§ 課題:
下に示すスタック分割についての文章を、その最後の文の後から書き進めてください。行ではなく、この文章を続けること。

§ 文書の抜粋:

◇ ◇ ◇ ◇ ◇

要素 | 分割した場合のメリット | 分割した場合のデメリット |
---|---|---|
ソース管理のしやすさ | テンプレート・ファイルがコンパクトになり、 編集しやすい |
ファイルが増えすぎ管理が煩雑になる |
開発のしやすさ | チームごとで担当スタックを分割すると、 コンフリクトを避けられる |
チーム間でのスタック間での依存関係が複雑化し、把握するのが大変になるケースがある。 |
リソース更新時の手間 | 個別スタックの更新範囲が限定されるため、 影響範囲が局所化する |
スタック間の依存がある場合、 変更するリソースに応じて、更新の順序や手順を考慮する必要がある |
デプロイにかかる時間 | 更新対象のみデプロイすればよく、 1回あたりのデプロイが短時間で済む |
全体としてはデプロイ回数が増え、 まとめてデプロイできないデメリットもある |
スタックを増やすと「1回の更新スコープは狭くなるが、管理対象(スタック数)が増える」というトレードオフがあります。
逆にスタックをまとめると「依存関係はシンプルになるが、更新時に無関係なリソースまで含まれる」というトレードオフを抱えます。
3. スタック分割の方針・事例
3.1 小規模の場合:シンプルに1スタック
- リソース数が多くない(数十程度まで)
- 1チーム、もしくはメンバー数が少ない
- 将来的に大きくならない見込みがある
上記に該当するプロジェクトは、まずは1スタックでシンプルに運用、もしくはリソースの種類ごとで分けたい場合はネストされたスタックで対応する方がよいと思います。
あえて分割すると逆に複雑さが増す場合も多いため、将来的な変更や拡張が想定されない段階ではまずまとめて管理する方が効果的です。

◇ ◇ ◇ ◇ ◇

保存データ
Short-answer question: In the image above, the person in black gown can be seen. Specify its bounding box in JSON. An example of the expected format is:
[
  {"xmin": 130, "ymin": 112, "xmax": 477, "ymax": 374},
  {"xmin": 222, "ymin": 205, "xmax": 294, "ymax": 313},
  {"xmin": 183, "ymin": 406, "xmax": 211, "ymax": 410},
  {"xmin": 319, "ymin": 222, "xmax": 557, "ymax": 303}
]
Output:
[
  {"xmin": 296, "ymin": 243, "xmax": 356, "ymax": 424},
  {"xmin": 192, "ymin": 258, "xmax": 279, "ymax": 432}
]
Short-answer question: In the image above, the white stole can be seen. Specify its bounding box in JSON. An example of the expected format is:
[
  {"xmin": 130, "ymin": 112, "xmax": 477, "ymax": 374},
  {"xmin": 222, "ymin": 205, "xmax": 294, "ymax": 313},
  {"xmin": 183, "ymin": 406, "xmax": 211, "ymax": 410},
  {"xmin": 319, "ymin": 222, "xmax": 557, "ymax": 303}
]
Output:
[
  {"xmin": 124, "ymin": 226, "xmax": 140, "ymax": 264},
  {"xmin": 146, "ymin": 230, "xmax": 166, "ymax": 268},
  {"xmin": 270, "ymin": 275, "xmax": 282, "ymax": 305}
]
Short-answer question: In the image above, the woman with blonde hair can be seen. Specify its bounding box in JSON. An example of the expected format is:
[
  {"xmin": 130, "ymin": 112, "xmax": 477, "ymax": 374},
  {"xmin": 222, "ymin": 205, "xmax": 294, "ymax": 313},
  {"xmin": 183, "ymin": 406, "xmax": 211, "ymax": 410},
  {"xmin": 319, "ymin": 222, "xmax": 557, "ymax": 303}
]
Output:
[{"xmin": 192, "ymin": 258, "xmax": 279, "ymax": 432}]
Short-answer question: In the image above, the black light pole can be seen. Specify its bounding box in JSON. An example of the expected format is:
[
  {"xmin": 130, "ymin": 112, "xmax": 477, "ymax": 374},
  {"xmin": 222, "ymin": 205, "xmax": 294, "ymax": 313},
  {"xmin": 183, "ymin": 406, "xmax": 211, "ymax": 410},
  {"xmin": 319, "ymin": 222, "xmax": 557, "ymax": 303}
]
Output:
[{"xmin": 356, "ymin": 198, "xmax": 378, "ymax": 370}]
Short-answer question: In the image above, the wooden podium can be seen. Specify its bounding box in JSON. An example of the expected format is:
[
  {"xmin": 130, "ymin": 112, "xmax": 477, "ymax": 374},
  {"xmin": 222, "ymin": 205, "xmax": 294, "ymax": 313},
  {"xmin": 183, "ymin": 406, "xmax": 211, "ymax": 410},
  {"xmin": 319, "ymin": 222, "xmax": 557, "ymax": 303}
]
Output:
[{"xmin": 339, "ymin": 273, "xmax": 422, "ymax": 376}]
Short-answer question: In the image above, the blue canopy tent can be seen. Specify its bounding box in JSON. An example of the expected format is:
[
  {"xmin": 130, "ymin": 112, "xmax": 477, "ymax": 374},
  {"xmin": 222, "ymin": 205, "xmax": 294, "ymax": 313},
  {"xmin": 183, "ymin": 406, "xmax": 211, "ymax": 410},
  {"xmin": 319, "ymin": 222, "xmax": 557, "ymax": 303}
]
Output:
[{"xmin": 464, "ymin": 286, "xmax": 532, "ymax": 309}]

◇ ◇ ◇ ◇ ◇

§ 解答:
3.2 環境ごとにスタックを分割
- 同一アカウントでdev / stg / prod など複数の環境がある
- それぞれの環境で構成やリソースが多少異なる
環境単位でスタックをまるごと複製し、ステージング環境や本番環境に適用するパターンです。
CfnやCDKでは、環境変数やパラメータを切り替えることで同じテンプレートを複数のスタックとして展開可能です。
3.3 チームごとにスタックを分割
- チームやサービス単位で担当領域が異なる
- 複数の機能開発を並行して行う
- 開発中チーム間でテンプレートのコンフリクトの可能性がある
この場合、チームやサービスごとにスタックを分割することで、コンフリクトを減らし運用がしやすくなります。
たとえば「ネットワーク/セキュリティチーム」「アプリケーションチーム」「DBチーム」が別々にAWSリソースをメンテナンスする構成です。スタック間でのリソースの参照が必要になった際は、CfnのExport/ImportやCDKのStack
でクロススタック参照を使ってやり取りを行います。また、
パラメーターストアに値を格納し、その値を他のスタックから参照させることで、直接的な依存を回避する方法もあります。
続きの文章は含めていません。